- WHAT YOU ARE ASKED TO DO
Copy each of the lines below word for word, leaving out the pictures.
......
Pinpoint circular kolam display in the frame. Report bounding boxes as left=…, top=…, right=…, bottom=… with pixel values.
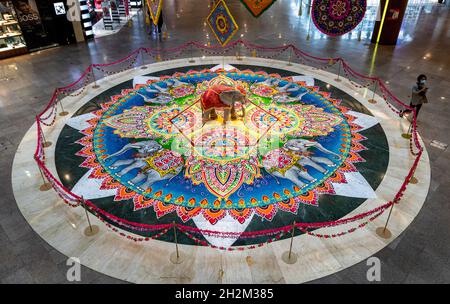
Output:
left=55, top=68, right=389, bottom=246
left=311, top=0, right=367, bottom=36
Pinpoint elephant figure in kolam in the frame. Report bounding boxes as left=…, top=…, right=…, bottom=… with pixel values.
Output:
left=105, top=140, right=184, bottom=191
left=200, top=84, right=246, bottom=124
left=262, top=139, right=341, bottom=188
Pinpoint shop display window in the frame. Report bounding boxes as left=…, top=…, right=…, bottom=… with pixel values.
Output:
left=0, top=1, right=26, bottom=56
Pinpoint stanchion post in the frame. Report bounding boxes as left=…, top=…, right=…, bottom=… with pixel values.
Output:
left=402, top=122, right=413, bottom=139
left=335, top=58, right=342, bottom=82
left=281, top=221, right=297, bottom=264
left=41, top=130, right=52, bottom=148
left=236, top=41, right=242, bottom=60
left=58, top=99, right=69, bottom=116
left=91, top=65, right=100, bottom=89
left=38, top=164, right=52, bottom=191
left=81, top=197, right=99, bottom=236
left=140, top=48, right=147, bottom=70
left=288, top=45, right=292, bottom=66
left=368, top=80, right=378, bottom=104
left=375, top=202, right=395, bottom=239
left=188, top=44, right=195, bottom=63
left=170, top=221, right=183, bottom=264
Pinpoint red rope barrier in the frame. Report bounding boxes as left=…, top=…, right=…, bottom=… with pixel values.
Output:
left=34, top=39, right=423, bottom=245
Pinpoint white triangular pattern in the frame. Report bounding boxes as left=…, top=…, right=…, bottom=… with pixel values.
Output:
left=192, top=213, right=254, bottom=248
left=133, top=76, right=159, bottom=88
left=332, top=172, right=377, bottom=198
left=210, top=64, right=235, bottom=72
left=66, top=113, right=97, bottom=131
left=72, top=169, right=117, bottom=199
left=347, top=111, right=379, bottom=132
left=292, top=76, right=314, bottom=87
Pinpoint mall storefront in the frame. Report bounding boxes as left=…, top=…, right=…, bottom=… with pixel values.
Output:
left=0, top=0, right=81, bottom=58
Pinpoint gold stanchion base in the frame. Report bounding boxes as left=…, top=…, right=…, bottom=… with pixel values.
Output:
left=169, top=251, right=184, bottom=264
left=409, top=176, right=419, bottom=185
left=402, top=133, right=412, bottom=139
left=84, top=225, right=100, bottom=236
left=281, top=251, right=297, bottom=264
left=375, top=227, right=392, bottom=239
left=39, top=183, right=52, bottom=191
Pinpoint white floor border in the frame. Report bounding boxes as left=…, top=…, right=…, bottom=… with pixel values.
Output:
left=12, top=57, right=430, bottom=283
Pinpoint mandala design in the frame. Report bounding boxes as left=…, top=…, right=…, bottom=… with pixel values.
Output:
left=312, top=0, right=366, bottom=36
left=147, top=0, right=163, bottom=25
left=72, top=69, right=366, bottom=228
left=241, top=0, right=276, bottom=17
left=206, top=0, right=239, bottom=46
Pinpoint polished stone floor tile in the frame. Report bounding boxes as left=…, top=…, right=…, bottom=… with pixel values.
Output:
left=0, top=0, right=450, bottom=283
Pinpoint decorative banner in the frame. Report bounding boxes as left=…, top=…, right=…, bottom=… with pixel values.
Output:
left=312, top=0, right=366, bottom=36
left=207, top=0, right=239, bottom=46
left=241, top=0, right=276, bottom=18
left=147, top=0, right=163, bottom=25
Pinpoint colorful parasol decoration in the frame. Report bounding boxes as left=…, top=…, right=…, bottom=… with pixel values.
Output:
left=311, top=0, right=367, bottom=36
left=207, top=0, right=239, bottom=46
left=147, top=0, right=163, bottom=25
left=241, top=0, right=276, bottom=18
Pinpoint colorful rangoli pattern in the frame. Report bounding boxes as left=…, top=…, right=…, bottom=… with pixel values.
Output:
left=312, top=0, right=366, bottom=36
left=241, top=0, right=276, bottom=17
left=206, top=0, right=239, bottom=46
left=147, top=0, right=163, bottom=25
left=77, top=69, right=366, bottom=224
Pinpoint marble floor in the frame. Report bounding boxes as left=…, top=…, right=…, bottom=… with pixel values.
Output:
left=0, top=1, right=450, bottom=283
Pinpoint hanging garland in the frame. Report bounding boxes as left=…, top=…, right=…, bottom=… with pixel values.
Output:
left=241, top=0, right=276, bottom=18
left=147, top=0, right=163, bottom=25
left=311, top=0, right=367, bottom=36
left=206, top=0, right=239, bottom=46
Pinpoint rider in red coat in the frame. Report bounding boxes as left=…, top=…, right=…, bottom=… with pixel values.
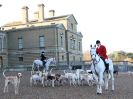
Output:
left=96, top=40, right=109, bottom=71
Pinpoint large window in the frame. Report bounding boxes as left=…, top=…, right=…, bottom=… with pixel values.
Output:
left=78, top=42, right=81, bottom=51
left=70, top=38, right=76, bottom=50
left=0, top=38, right=2, bottom=51
left=18, top=37, right=23, bottom=49
left=39, top=36, right=44, bottom=48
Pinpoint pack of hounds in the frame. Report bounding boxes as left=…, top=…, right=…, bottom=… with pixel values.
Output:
left=3, top=69, right=118, bottom=95
left=3, top=69, right=95, bottom=94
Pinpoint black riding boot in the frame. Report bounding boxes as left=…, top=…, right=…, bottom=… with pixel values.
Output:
left=105, top=63, right=109, bottom=73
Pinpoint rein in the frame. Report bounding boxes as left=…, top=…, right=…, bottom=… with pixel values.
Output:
left=91, top=54, right=100, bottom=75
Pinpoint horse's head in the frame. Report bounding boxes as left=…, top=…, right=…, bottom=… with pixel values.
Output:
......
- OUTPUT OF THE EXERCISE
Pinpoint circular kolam display in the frame. Report bounding boxes as left=…, top=…, right=…, bottom=… with pixel values.
Output:
left=55, top=68, right=389, bottom=246
left=311, top=0, right=367, bottom=36
Pinpoint elephant figure in kolam in the frame. Report bounding boxes as left=…, top=…, right=…, bottom=… with pixel values.
Output:
left=105, top=140, right=184, bottom=191
left=200, top=84, right=246, bottom=124
left=262, top=139, right=341, bottom=188
Pinpoint shop display window in the frame. Report bounding boxes as left=…, top=…, right=…, bottom=… with pixel values.
Output:
left=0, top=1, right=26, bottom=56
Pinpoint stanchion post in the frame. Report bounding boxes as left=…, top=…, right=…, bottom=… with pixel values.
Output:
left=402, top=122, right=413, bottom=139
left=335, top=58, right=342, bottom=82
left=281, top=221, right=297, bottom=264
left=41, top=130, right=52, bottom=148
left=236, top=41, right=242, bottom=60
left=58, top=99, right=69, bottom=116
left=91, top=65, right=100, bottom=89
left=38, top=164, right=52, bottom=191
left=81, top=197, right=99, bottom=236
left=140, top=48, right=147, bottom=70
left=288, top=45, right=292, bottom=66
left=368, top=80, right=378, bottom=104
left=375, top=202, right=395, bottom=239
left=188, top=44, right=195, bottom=63
left=170, top=221, right=183, bottom=264
Pinpoint red rope barrier in the frame. Report bounding boxes as left=…, top=…, right=…, bottom=… with pixel values.
Output:
left=34, top=39, right=423, bottom=245
Pinpoint white triangular pattern in the frame. Report bounding boxes as left=…, top=…, right=…, bottom=… with pixel values.
Output:
left=192, top=213, right=254, bottom=248
left=133, top=76, right=159, bottom=88
left=332, top=172, right=377, bottom=198
left=210, top=64, right=235, bottom=72
left=66, top=113, right=97, bottom=131
left=72, top=169, right=117, bottom=199
left=347, top=111, right=379, bottom=132
left=292, top=76, right=314, bottom=87
Pinpoint mall storefront in the frame. Report bounding boxes as left=…, top=…, right=…, bottom=… with pixel values.
Output:
left=0, top=0, right=81, bottom=58
Pinpoint gold stanchion base in the frame. Report bounding boxes as left=…, top=…, right=…, bottom=… with pixel values.
Output:
left=169, top=251, right=184, bottom=264
left=409, top=176, right=419, bottom=185
left=402, top=133, right=412, bottom=139
left=84, top=225, right=100, bottom=236
left=281, top=251, right=297, bottom=264
left=375, top=227, right=392, bottom=239
left=39, top=183, right=52, bottom=191
Pinpoint white floor border in the frame. Report bounding boxes as left=…, top=…, right=…, bottom=… with pixel values.
Output:
left=12, top=57, right=430, bottom=283
Pinpoint mandala design in the frame. Report bounding boxes as left=…, top=…, right=…, bottom=… with pixel values.
Output:
left=312, top=0, right=366, bottom=36
left=147, top=0, right=163, bottom=25
left=72, top=69, right=366, bottom=228
left=241, top=0, right=276, bottom=17
left=206, top=0, right=239, bottom=46
Pinpoint polished stone floor tile in the frame. Report bounding boxes as left=…, top=…, right=…, bottom=… with pixel values.
Output:
left=0, top=0, right=450, bottom=283
Pinpoint decorative banner in the frame. Report bounding boxes as left=…, top=…, right=…, bottom=… with pixel values.
Output:
left=312, top=0, right=366, bottom=36
left=207, top=0, right=239, bottom=46
left=241, top=0, right=276, bottom=18
left=147, top=0, right=163, bottom=25
Pinpoint colorful parasol decoration in the frame. Report bounding boxes as left=…, top=…, right=…, bottom=… with pixel values.
Output:
left=311, top=0, right=367, bottom=36
left=207, top=0, right=239, bottom=46
left=147, top=0, right=163, bottom=25
left=241, top=0, right=276, bottom=18
Pinpoint colorful rangoli pattern in the frame. Report bounding boxes as left=…, top=…, right=…, bottom=… with pixel values.
Output:
left=312, top=0, right=366, bottom=36
left=241, top=0, right=276, bottom=17
left=206, top=0, right=239, bottom=46
left=147, top=0, right=163, bottom=25
left=77, top=69, right=366, bottom=224
Pinpoint marble floor in the frame. Report bounding boxes as left=…, top=…, right=…, bottom=… with pixel values.
Output:
left=0, top=1, right=450, bottom=283
Pinpoint hanging garland in the frame. Report bounding boxes as left=…, top=…, right=…, bottom=… with pixel values.
Output:
left=241, top=0, right=276, bottom=18
left=147, top=0, right=163, bottom=25
left=311, top=0, right=367, bottom=36
left=206, top=0, right=239, bottom=46
Pinpoint rider in red coat in the frame. Report bounding boxes as left=…, top=…, right=…, bottom=… with pixel values.
Output:
left=96, top=40, right=109, bottom=71
Pinpoint large window in the frame. Report bounding boxes as left=…, top=…, right=…, bottom=… with pixel values.
Output:
left=78, top=42, right=81, bottom=51
left=70, top=38, right=76, bottom=50
left=0, top=38, right=2, bottom=51
left=18, top=37, right=23, bottom=49
left=39, top=36, right=44, bottom=48
Pinpoint pack of hounds in the frame. Report bounding boxes as left=…, top=…, right=…, bottom=… with pixel values.
Output:
left=3, top=69, right=118, bottom=95
left=3, top=69, right=95, bottom=94
Pinpoint black riding boot in the frame. Report bounding boxes as left=…, top=…, right=…, bottom=… with pixel values.
Output:
left=105, top=63, right=109, bottom=73
Pinpoint rein in the frame. Report bounding boxes as left=…, top=…, right=…, bottom=… with pixel values.
Output:
left=91, top=54, right=100, bottom=75
Pinpoint horse's head in the frame. Report bounding boxes as left=…, top=…, right=…, bottom=… with pixel values.
Output:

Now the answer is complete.